Task to carry out: Rewrite the records below with every occurrence of "statue" changed to "sculpture" and nothing else altered.

(Dataset items)
-- Start --

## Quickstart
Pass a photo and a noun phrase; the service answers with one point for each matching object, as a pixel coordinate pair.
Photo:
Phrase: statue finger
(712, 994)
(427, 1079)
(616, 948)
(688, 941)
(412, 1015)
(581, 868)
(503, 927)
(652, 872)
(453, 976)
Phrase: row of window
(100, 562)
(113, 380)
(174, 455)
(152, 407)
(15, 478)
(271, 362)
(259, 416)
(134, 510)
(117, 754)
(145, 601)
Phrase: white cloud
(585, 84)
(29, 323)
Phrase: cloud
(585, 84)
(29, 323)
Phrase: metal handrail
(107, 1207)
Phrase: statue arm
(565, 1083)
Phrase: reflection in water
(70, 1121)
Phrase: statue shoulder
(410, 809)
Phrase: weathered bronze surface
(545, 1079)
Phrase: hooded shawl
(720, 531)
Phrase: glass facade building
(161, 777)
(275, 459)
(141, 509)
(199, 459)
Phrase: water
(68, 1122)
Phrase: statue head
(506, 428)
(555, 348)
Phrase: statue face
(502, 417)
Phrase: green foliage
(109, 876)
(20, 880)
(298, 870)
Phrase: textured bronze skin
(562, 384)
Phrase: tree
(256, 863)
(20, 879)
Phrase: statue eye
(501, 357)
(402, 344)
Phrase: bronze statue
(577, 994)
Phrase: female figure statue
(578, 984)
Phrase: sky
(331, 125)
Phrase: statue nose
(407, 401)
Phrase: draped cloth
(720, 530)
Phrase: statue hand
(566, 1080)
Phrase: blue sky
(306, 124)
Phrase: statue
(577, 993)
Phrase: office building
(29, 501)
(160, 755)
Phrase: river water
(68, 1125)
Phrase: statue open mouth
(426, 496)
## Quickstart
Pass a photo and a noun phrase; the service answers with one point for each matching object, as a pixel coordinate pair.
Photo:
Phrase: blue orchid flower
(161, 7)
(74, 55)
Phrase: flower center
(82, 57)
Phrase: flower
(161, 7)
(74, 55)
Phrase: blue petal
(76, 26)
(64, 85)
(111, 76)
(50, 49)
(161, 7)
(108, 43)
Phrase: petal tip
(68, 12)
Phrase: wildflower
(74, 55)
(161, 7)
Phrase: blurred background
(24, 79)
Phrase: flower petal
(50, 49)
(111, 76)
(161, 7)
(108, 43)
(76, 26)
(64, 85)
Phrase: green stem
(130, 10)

-- End --

Final result:
## Quickstart
Pass a photo and a noun phrase; the service answers with one point for each matching object, as a pixel coordinate pair.
Photo:
Phrase: sculpture finger
(712, 994)
(427, 1079)
(616, 948)
(688, 941)
(412, 1015)
(581, 868)
(503, 927)
(652, 872)
(453, 976)
Phrase: row of window
(100, 562)
(113, 380)
(174, 455)
(152, 407)
(15, 478)
(271, 362)
(259, 416)
(134, 510)
(117, 754)
(145, 601)
Phrase: white cloud
(585, 84)
(29, 323)
Phrase: cloud
(585, 84)
(29, 323)
Phrase: metal handrail
(107, 1207)
Phrase: sculpture arm
(565, 1083)
Phrase: reflection in water
(70, 1121)
Phrase: sculpture shoulder
(410, 809)
Phrase: weathered bronze surface
(545, 1079)
Phrase: hooded shawl
(720, 531)
Phrase: glass facade building
(161, 777)
(275, 459)
(141, 509)
(199, 459)
Phrase: water
(68, 1122)
Phrase: sculpture head
(506, 428)
(555, 348)
Phrase: sculpture face
(502, 417)
Phrase: green foliage
(109, 876)
(20, 880)
(298, 870)
Phrase: textured bronze skin
(562, 384)
Phrase: tree
(256, 863)
(20, 879)
Phrase: sculpture eye
(501, 357)
(402, 344)
Phrase: bronze sculpture
(577, 994)
Phrase: female figure sculpture
(578, 984)
Phrase: sky
(331, 125)
Phrase: sculpture nose
(407, 401)
Phrase: draped cloth
(720, 530)
Phrase: sculpture hand
(566, 1080)
Phrase: blue sky
(306, 124)
Phrase: sculpture
(577, 993)
Phrase: office building
(29, 501)
(160, 755)
Phrase: river water
(68, 1125)
Phrase: sculpture open mouth
(426, 496)
## Quickstart
Pass a photo and a noun phrase; the service answers with one point for each matching object, as a pixel coordinate pair.
Photo:
Phrase: blue orchid flower
(161, 7)
(74, 55)
Phrase: flower center
(82, 57)
Phrase: flower
(161, 7)
(74, 55)
Phrase: blue petal
(76, 26)
(64, 85)
(111, 76)
(50, 49)
(161, 7)
(108, 43)
Phrase: petal tip
(68, 12)
Phrase: wildflower
(74, 55)
(161, 7)
Phrase: blurred background
(24, 79)
Phrase: flower petal
(50, 49)
(111, 76)
(161, 7)
(108, 43)
(76, 26)
(64, 85)
Phrase: green stem
(130, 10)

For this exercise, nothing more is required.